RAW DATA:
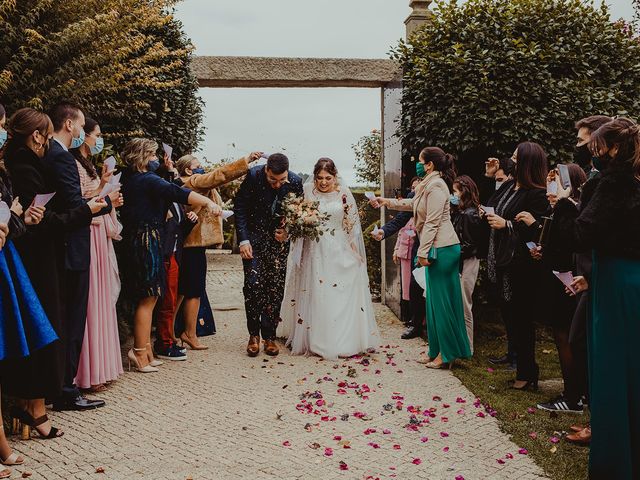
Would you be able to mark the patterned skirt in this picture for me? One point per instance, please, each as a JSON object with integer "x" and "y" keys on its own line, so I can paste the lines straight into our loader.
{"x": 143, "y": 268}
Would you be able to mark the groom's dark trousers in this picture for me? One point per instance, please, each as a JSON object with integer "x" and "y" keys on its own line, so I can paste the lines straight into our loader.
{"x": 257, "y": 215}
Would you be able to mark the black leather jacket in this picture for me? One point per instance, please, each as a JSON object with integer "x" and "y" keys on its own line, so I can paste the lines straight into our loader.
{"x": 468, "y": 226}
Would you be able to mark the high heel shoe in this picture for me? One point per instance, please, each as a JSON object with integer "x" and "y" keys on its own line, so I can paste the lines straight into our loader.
{"x": 154, "y": 362}
{"x": 184, "y": 339}
{"x": 437, "y": 366}
{"x": 132, "y": 358}
{"x": 23, "y": 422}
{"x": 530, "y": 385}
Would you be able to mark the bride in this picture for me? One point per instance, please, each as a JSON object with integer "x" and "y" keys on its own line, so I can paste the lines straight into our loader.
{"x": 327, "y": 308}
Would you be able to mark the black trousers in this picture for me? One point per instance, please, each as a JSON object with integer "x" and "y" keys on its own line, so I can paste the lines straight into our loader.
{"x": 77, "y": 299}
{"x": 264, "y": 278}
{"x": 522, "y": 311}
{"x": 578, "y": 342}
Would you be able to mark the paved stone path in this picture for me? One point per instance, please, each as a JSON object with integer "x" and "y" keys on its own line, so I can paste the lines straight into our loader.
{"x": 222, "y": 415}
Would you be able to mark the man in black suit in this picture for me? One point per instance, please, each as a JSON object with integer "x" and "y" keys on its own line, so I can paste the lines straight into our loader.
{"x": 264, "y": 246}
{"x": 75, "y": 253}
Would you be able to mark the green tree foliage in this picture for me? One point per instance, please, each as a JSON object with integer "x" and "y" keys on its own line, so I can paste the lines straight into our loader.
{"x": 126, "y": 62}
{"x": 368, "y": 153}
{"x": 487, "y": 74}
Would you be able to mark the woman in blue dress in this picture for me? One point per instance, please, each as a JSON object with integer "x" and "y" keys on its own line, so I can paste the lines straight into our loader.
{"x": 24, "y": 326}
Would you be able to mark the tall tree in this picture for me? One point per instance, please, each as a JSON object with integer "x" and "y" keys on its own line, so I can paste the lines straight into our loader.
{"x": 487, "y": 74}
{"x": 125, "y": 61}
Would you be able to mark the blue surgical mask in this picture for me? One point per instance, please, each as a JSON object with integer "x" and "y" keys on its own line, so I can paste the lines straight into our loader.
{"x": 99, "y": 146}
{"x": 153, "y": 165}
{"x": 78, "y": 141}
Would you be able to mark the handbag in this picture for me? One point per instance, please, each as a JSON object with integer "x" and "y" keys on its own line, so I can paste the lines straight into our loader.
{"x": 507, "y": 246}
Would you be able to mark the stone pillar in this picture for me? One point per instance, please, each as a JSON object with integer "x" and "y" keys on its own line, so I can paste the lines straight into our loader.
{"x": 419, "y": 16}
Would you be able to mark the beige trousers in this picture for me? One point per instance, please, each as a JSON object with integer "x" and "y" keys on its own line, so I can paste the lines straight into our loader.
{"x": 468, "y": 279}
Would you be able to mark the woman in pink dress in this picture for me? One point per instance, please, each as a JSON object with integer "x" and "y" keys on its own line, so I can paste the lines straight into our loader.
{"x": 403, "y": 250}
{"x": 101, "y": 358}
{"x": 402, "y": 255}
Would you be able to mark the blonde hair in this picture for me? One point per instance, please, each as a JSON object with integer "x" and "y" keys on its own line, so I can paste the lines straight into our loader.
{"x": 138, "y": 152}
{"x": 183, "y": 163}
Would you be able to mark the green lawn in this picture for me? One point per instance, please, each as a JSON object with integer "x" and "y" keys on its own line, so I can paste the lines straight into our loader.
{"x": 533, "y": 431}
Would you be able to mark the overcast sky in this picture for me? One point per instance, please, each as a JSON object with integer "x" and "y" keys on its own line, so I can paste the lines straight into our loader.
{"x": 304, "y": 123}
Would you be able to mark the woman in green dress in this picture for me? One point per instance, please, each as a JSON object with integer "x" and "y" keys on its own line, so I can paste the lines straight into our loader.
{"x": 609, "y": 224}
{"x": 439, "y": 251}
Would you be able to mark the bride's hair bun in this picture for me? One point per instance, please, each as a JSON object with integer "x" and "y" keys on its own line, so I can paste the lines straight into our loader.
{"x": 327, "y": 165}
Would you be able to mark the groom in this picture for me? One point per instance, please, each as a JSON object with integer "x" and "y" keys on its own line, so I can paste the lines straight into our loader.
{"x": 264, "y": 247}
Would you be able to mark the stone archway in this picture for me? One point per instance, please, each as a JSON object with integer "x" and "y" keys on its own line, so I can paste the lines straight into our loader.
{"x": 270, "y": 72}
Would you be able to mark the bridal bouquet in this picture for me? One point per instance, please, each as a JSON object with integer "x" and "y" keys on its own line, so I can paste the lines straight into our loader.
{"x": 302, "y": 219}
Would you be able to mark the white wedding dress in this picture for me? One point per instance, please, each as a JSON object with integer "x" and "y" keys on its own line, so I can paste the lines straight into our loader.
{"x": 327, "y": 308}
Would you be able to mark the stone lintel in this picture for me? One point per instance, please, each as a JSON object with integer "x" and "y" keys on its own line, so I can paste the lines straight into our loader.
{"x": 261, "y": 72}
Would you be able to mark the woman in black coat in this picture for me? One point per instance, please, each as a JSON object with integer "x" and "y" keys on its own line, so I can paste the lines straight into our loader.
{"x": 41, "y": 374}
{"x": 510, "y": 266}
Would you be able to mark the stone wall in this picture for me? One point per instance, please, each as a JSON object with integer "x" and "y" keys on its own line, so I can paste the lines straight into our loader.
{"x": 260, "y": 72}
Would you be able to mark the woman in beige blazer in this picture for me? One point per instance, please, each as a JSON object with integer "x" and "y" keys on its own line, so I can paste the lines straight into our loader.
{"x": 206, "y": 233}
{"x": 439, "y": 252}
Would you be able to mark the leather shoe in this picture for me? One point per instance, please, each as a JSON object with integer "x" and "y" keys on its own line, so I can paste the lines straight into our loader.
{"x": 78, "y": 403}
{"x": 500, "y": 360}
{"x": 409, "y": 333}
{"x": 270, "y": 348}
{"x": 583, "y": 437}
{"x": 253, "y": 347}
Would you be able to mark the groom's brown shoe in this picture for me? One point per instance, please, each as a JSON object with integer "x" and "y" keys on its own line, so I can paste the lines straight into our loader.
{"x": 253, "y": 347}
{"x": 270, "y": 348}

WORK TO COMPLETE:
Give back the records above word for word, minus any image they hold.

TASK OUTPUT:
Would you be able to mark the patterned skirt in this picture for me? One point per instance, please, each as a JSON object with integer "x" and "y" keys on its own line, so I can paste the lines straight into our loader.
{"x": 143, "y": 268}
Would you be able to mark the groom's dark trousers in this picture for me? One point per instance, please, each as a JSON object with integer "x" and "y" keys on its own line, so I can paste the lines straight into our loader.
{"x": 257, "y": 215}
Would you be able to mark the black leather jacket in this picture for me? One point per instance, please, each as a JSON object with integer "x" and "y" keys on its own line, so I can paste the lines straight into our loader.
{"x": 468, "y": 226}
Would you be able to mark the high heel shoe in this picture for me? One point per instance, please, each as a JSON object with integer "x" and "y" keys on its own line, so I can paste the lines straight into our loader.
{"x": 154, "y": 362}
{"x": 184, "y": 339}
{"x": 437, "y": 366}
{"x": 132, "y": 358}
{"x": 23, "y": 422}
{"x": 530, "y": 385}
Would you be able to mark the bride in this picture for me? One point per instance, please, each as a JSON object with integer "x" and "y" keys on its own line, so I can paste the lines straight into our loader.
{"x": 327, "y": 308}
Would you be able to mark the black trousers in this picture for me? One point per instance, please, each as a JSON object with integer "x" and "y" keys on its own line, so I can paste the lines straight into our loader.
{"x": 77, "y": 299}
{"x": 264, "y": 278}
{"x": 522, "y": 311}
{"x": 578, "y": 342}
Would you be able to mark the paved stone path in this picture for me? One point per instance, please, each as a JSON object with integer "x" and "y" keys on its own line, so I can paste the lines straight into our loader.
{"x": 222, "y": 415}
Would you be able to mark the man in black suit in this picture for me? One point per instance, please, each as a JSON object with integer "x" and "y" keys on its own line, so I can paste the lines straight into our loader.
{"x": 264, "y": 246}
{"x": 75, "y": 253}
Would you be able to mark the green tree foliage in this picture for me? One point per instance, please, each as a JSON object with integer "x" and "y" keys on its own line, so I can paste the lines straight into our loader.
{"x": 126, "y": 62}
{"x": 368, "y": 153}
{"x": 487, "y": 74}
Would you be able to mark the woman in blue dress in this picture for me? One point per instance, please, each as a JSON object with integer "x" and "y" keys on its own line, so I can paste the lines straight into our loader.
{"x": 24, "y": 326}
Would you be able to mark the tall tree in this picture for me? One point per instance, please, each as a JSON object with integer "x" and "y" keys on its own line, so I can paste the lines straight into our loader.
{"x": 487, "y": 74}
{"x": 125, "y": 61}
Would you be able to mark the blue surgical mask in this picture for me? One point per instance, please, each as a JSON object with integer "x" and "y" keys on its own line, so I can paste the lines straight into our loader.
{"x": 99, "y": 146}
{"x": 153, "y": 165}
{"x": 78, "y": 141}
Would you be able to mark the handbag in this picture for me? One point per instance, please, each as a JSON object with integer "x" and "y" keys on its own line, so I can paste the lines straight into our loader.
{"x": 507, "y": 246}
Would you be able to mark the stone pillar in this picture for me? One point per instance, please, each as a JSON object with integer "x" and "y" keys on its own line, so I can paste the lines straight into our loader.
{"x": 419, "y": 16}
Would you be able to mark the beige trousers in this picture for me? One point per instance, please, each as a JSON object with integer "x" and "y" keys on its own line, so I can paste the lines straight into our loader.
{"x": 468, "y": 279}
Would you be able to mark the woman in pink dress in this picture for me? One point per instance, please, each as a JSON object with integer "x" and "y" keys on its own line, so I can paste the lines straight into our loader.
{"x": 403, "y": 250}
{"x": 101, "y": 358}
{"x": 402, "y": 255}
Would you be able to mark the blonde hair in this picture for me? One point per instance, please, each as a JSON object with integer "x" and "y" keys on its own line, so I can paste the lines straight into our loader.
{"x": 138, "y": 152}
{"x": 183, "y": 163}
Would you be able to mark the green lawn in this picture for me? One point per instance, please, each as a JSON object with integer "x" and "y" keys on its own line, so I can paste the lines straight into our loader.
{"x": 533, "y": 431}
Would you be able to mark the overcast sky in this picture for me? One point per instance, please, each as a JSON object with integer "x" and "y" keys on its own line, so I can paste the lines straight into our loader.
{"x": 304, "y": 123}
Would you be able to mark the woman in green dress in this picture for me? One point per instance, please, each as a JSON object with integer "x" and "y" keys on its own line, so I can paste the lines straight into our loader.
{"x": 609, "y": 224}
{"x": 439, "y": 251}
Would you be able to mark the bride's hair bun in this picture for me? One point per instance, please, each as a JSON object with integer "x" and "y" keys on its own line, so I can paste the lines straight into our loader.
{"x": 327, "y": 165}
Would you be able to mark the groom in this picture for me? One point per instance, please, each as a JSON object with integer "x" and "y" keys on its own line, so I can paste the lines straight into our loader.
{"x": 264, "y": 247}
Would you be able to mark the stone archway in this picture for me? One point per instance, please, each as a JSON object with integer "x" and "y" keys on its own line, so I can paste the lines straight into our loader.
{"x": 270, "y": 72}
Would you be able to mark the bridal bouquet in this picture for me? One point per instance, please, each as a JSON object with integer "x" and "y" keys on its own line, so I can paste the lines straight into our loader.
{"x": 302, "y": 219}
Would you be able to mark the white wedding dress in this picture for me? One point per instance, please, each as a JSON object with integer "x" and "y" keys on its own line, so I can paste the lines straight into our loader.
{"x": 327, "y": 308}
Would you be able to mark the stone lintel in this picture for me? One point per instance, please, each as a JSON object with integer "x" and "y" keys on its own line, so I can paste the lines straight into our loader.
{"x": 261, "y": 72}
Would you be able to mark the woman in black coat in this picture for me? One point per instance, please, each as a JSON object with integer "x" and "y" keys on its own line, so I can paste the lines straight into our loader.
{"x": 41, "y": 374}
{"x": 510, "y": 266}
Would you be able to mark the stone wall in this picture for me? One point per instance, please, each as a JSON object with integer "x" and "y" keys on its own line, so I can paste the lines straight into our loader.
{"x": 260, "y": 72}
Would you be able to mark the woman in beige blazer in this picture for me? One point per instance, please, each as a JSON object with integer "x" and "y" keys on its own line, so I can paste the lines straight into our loader.
{"x": 206, "y": 233}
{"x": 439, "y": 252}
Would you be able to mark the leather shoe in this picture for me? One point per instance, please, each as a JSON object with integer "x" and "y" keys on its own line, so I can paste the lines straight into our loader.
{"x": 78, "y": 403}
{"x": 500, "y": 360}
{"x": 409, "y": 333}
{"x": 270, "y": 348}
{"x": 583, "y": 437}
{"x": 253, "y": 347}
Would you be able to mark the groom's brown shoe in this picture for me? One point per instance, please, each as a JSON object with integer "x" and "y" keys on its own line, so I can paste the lines straight into our loader.
{"x": 253, "y": 347}
{"x": 270, "y": 348}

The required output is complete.